Start of MATERIAL SHOWN
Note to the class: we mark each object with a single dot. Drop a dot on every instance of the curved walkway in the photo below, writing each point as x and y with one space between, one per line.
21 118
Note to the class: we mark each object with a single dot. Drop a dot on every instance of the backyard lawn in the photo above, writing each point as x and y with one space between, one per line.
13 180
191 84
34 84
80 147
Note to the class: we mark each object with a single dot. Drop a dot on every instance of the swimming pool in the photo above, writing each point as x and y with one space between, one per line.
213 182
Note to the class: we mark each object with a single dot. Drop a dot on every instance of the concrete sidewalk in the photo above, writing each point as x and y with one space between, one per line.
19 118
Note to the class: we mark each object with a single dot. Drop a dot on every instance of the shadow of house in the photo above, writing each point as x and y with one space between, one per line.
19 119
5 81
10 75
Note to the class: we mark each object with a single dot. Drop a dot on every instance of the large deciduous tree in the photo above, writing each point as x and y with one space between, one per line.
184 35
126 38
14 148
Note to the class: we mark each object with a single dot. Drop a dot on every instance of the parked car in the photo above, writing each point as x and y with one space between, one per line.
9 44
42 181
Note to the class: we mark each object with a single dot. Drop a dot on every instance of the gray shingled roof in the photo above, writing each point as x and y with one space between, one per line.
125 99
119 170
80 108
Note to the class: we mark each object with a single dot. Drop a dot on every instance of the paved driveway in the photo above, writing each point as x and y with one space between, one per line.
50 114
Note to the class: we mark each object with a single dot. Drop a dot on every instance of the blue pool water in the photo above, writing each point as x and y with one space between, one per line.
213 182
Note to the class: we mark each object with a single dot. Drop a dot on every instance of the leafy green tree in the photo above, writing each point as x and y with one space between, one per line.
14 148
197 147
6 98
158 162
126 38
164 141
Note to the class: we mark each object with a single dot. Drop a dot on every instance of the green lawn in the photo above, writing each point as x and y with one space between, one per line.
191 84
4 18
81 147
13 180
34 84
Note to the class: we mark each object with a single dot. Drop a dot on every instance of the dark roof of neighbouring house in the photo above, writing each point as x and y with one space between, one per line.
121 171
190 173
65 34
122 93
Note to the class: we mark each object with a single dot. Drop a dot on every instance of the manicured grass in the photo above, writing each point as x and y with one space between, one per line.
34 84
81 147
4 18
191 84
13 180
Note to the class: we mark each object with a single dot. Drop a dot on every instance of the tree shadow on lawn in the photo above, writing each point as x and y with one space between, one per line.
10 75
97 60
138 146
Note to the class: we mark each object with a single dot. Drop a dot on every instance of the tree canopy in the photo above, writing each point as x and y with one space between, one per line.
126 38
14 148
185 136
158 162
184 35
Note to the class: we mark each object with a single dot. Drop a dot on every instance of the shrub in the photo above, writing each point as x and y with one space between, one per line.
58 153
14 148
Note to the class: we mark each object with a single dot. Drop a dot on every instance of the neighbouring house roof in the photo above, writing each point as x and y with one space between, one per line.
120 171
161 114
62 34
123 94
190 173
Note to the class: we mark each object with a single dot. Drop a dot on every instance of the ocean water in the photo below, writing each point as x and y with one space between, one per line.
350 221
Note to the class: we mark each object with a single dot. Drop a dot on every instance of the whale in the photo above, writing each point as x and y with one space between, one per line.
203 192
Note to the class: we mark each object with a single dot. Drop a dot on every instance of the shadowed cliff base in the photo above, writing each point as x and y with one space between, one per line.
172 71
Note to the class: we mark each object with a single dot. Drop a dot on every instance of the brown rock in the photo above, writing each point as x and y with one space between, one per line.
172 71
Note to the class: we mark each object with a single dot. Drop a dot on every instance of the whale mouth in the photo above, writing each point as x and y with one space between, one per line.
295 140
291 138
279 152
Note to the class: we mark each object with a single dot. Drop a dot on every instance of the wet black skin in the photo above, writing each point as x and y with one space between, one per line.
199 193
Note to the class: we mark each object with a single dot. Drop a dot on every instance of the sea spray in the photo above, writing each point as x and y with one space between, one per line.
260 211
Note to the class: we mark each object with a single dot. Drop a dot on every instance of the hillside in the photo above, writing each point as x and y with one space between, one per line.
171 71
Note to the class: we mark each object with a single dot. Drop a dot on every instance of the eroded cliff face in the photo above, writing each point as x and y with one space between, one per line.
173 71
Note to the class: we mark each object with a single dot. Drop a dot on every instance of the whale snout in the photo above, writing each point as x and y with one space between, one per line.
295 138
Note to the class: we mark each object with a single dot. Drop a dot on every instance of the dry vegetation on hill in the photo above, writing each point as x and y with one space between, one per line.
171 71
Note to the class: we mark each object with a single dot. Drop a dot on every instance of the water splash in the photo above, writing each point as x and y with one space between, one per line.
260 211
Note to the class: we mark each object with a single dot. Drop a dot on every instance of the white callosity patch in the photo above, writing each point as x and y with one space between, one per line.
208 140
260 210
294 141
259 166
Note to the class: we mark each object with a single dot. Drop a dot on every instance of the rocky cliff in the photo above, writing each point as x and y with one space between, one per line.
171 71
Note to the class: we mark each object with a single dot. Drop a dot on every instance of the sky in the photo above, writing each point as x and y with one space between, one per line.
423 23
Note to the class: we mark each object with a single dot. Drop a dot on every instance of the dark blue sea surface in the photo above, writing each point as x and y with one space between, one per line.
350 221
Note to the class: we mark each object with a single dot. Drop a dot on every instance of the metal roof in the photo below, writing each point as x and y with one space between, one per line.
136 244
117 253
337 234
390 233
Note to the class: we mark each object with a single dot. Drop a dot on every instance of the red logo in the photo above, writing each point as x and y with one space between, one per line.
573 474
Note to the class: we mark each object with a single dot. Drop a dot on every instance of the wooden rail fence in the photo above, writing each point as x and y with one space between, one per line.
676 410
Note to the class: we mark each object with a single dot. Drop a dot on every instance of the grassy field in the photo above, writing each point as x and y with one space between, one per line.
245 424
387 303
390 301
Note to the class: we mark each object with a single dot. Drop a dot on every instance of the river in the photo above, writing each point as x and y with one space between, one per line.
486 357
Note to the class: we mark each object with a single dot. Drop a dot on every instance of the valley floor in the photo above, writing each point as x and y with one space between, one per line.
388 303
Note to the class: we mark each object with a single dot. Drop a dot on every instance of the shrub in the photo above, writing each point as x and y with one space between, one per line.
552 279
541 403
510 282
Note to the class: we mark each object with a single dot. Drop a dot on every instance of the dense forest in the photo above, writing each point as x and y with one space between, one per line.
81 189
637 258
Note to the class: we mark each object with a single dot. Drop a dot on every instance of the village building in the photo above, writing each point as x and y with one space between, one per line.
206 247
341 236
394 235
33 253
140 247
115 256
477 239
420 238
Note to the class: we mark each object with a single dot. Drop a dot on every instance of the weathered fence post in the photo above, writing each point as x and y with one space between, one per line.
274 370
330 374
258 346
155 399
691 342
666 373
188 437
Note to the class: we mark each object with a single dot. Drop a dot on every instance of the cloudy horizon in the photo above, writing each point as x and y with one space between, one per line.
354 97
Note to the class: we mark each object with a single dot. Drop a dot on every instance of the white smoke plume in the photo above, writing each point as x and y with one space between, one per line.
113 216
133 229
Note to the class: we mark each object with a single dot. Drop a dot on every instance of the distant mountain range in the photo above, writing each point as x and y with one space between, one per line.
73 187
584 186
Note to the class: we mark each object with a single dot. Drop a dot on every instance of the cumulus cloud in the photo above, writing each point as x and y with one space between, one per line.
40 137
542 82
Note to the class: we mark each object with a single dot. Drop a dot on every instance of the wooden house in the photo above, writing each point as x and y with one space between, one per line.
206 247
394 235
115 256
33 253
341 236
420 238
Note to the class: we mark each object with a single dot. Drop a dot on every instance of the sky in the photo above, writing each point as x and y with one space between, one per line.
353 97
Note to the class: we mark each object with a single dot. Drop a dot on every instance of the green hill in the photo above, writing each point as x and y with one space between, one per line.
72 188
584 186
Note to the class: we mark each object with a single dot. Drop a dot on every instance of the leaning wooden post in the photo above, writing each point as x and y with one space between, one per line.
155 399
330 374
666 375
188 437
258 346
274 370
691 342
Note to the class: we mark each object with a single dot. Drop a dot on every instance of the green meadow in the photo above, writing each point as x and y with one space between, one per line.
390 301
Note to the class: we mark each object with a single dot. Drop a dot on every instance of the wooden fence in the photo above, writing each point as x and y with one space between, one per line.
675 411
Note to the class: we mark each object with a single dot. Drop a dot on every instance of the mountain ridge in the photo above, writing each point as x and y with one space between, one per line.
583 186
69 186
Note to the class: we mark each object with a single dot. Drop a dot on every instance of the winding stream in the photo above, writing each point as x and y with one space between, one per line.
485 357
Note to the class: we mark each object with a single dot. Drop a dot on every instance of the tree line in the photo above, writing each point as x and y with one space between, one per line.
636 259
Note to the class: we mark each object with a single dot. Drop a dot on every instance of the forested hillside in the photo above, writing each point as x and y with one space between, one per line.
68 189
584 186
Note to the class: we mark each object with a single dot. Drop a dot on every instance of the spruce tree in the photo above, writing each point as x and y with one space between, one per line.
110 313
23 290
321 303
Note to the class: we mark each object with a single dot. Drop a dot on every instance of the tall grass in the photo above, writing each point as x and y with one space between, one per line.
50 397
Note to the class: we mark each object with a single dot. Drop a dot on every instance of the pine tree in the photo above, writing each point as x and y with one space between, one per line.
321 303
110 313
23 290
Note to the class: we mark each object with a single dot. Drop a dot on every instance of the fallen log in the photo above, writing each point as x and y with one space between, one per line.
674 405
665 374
End of MATERIAL SHOWN
— JOB —
Everything from the line containing "the wooden fence" to the end of the data above should be quoted exactly, please, both ends included, and nothing outside that span.

— EXERCISE SOLUTION —
Note to the class: we mark each object with a single dot. Drop a dot on every instance of the wooden fence in the photo above, writing each point as x and y with one space between, one per line.
675 411
Note to the class: we mark each object with a single dot. Drop a dot on every instance of the mountain ridge in the photo above, writing each point as x and y with one space between, one per line.
583 186
69 186
Note to the class: we mark each object with a single dot. Drop a dot on every instance of the winding stream in the photo above, writing each point as x and y with one space between, one per line.
485 357
Note to the class: we mark each object with a single dot. Drop a dot on every instance of the tree line in the photo above, writing each point as x and y with one space between, one per line.
636 259
Note to the class: we mark each object with a single dot. Drop a dot on every instance of the forested hillside in the photo above, writing each point as x and y with one space between, one per line.
68 189
584 186
Note to the class: we mark each object with a single dot. Drop a dot on every instance of the spruce tree in the photo above, writing each point as x and y with one space between, one per line.
110 313
23 290
321 303
Note to the class: we mark each object with a single dot. Drop a dot on every instance of the tall grass in the photo above, writing each point as x and y with one space between, one per line.
50 397
Note to the class: we mark each object with a single dot. Drop a dot on every instance of the pine tree in the photo above, writing each point as x and y with one space between, one per line.
321 303
110 313
23 290
Note to the class: we mark each object with a single dot. Drop a dot on every instance of the fallen log in the photo above, writing each point as x and y with one space between, one per line.
674 405
665 374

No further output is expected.